◆ TASK BRIEF ◆
Beginning with the line that contains "Kindly mark the innermost point of each instance of the faucet", transcribe every line down to the end of the entries, exactly, and no other lines.

◆ DATA FOR THIS TASK ◆
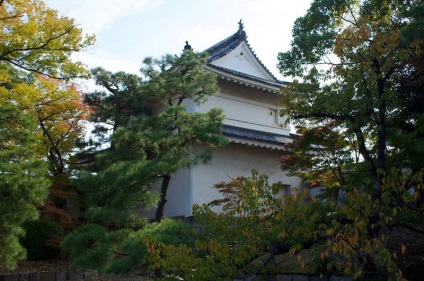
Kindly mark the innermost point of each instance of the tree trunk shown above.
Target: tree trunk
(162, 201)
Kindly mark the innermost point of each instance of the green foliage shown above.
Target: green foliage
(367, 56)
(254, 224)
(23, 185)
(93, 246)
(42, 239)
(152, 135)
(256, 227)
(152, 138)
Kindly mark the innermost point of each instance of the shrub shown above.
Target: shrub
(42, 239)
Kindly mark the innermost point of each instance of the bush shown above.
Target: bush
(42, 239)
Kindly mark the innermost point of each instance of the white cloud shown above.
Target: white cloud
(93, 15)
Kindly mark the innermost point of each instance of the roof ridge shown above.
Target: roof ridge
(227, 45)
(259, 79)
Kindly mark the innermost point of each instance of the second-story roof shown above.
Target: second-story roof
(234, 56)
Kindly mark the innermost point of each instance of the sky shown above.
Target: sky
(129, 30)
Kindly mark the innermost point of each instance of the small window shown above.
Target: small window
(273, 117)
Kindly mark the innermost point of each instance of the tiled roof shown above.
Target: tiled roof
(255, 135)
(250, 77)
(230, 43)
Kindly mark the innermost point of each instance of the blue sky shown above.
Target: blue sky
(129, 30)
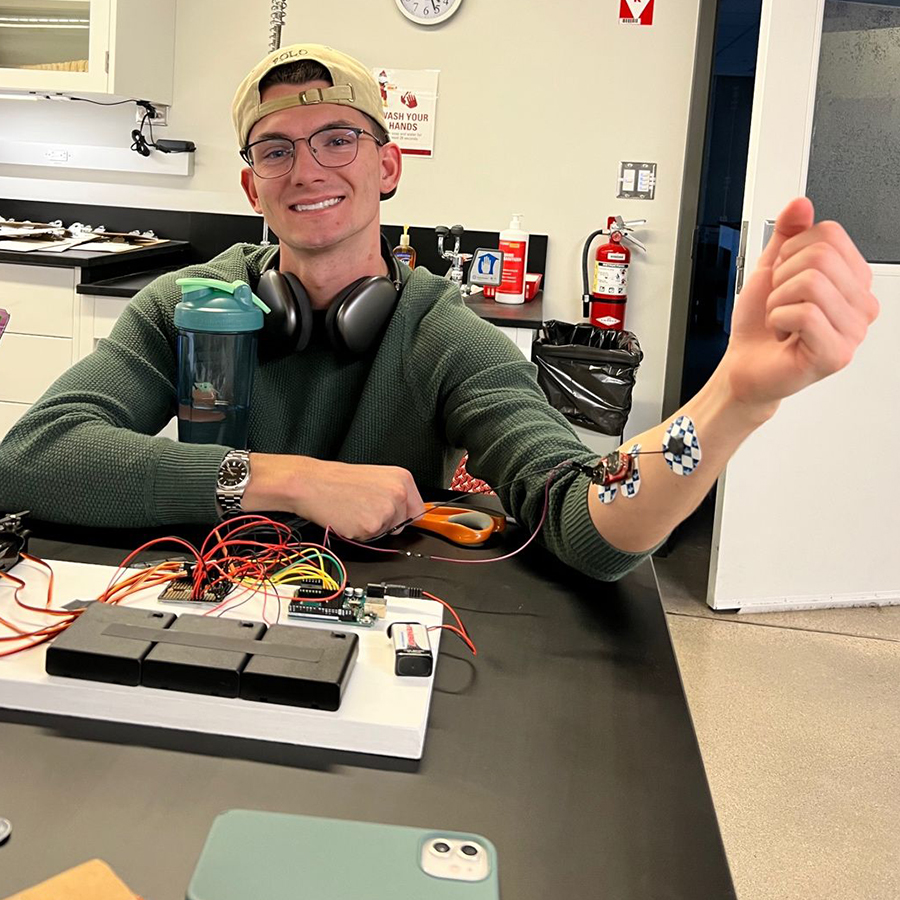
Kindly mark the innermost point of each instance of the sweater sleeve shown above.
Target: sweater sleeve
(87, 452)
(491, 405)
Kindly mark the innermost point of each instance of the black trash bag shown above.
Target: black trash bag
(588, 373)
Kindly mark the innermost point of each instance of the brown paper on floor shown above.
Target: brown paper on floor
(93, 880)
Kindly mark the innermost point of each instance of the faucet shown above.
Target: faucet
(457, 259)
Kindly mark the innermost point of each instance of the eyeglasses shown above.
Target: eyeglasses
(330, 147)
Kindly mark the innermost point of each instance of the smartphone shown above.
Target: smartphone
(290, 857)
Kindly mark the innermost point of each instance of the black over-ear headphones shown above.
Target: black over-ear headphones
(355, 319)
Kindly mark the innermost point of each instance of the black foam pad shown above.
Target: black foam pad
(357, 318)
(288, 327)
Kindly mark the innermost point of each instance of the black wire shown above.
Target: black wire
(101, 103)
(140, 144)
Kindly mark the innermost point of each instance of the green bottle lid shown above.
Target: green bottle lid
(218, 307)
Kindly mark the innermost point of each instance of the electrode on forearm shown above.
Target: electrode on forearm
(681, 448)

◆ SOLVED EXERCISE ◆
Kindly mark the innermost point of each instance of the faucet shown above.
Target: faucet
(457, 259)
Kindly mark the innermost point of each instance of the eyeglasses shown above.
Target: eyeglasses
(330, 147)
Kindly mark the innermost point of each instance of the smartphone shown above.
Target: smartphone
(290, 857)
Kindly mark the innermost point of each instance of the black over-ear headphones shown above.
Target: black over-ear headphones
(355, 319)
Kindly mark the innermost point of each instance of the black foam pad shown above.
Target: black foam pad
(357, 318)
(288, 327)
Kindly mark the innermost point of each instance of the black wire shown above.
Target: black wire
(101, 103)
(140, 144)
Kindly mark the innermost point of each instance of the green bottle lid shown above.
Target: green bottle lid
(218, 307)
Kindly mark the innermost point of each instance of the electrode on forearm shown above.
Target: electrode on forearm
(681, 448)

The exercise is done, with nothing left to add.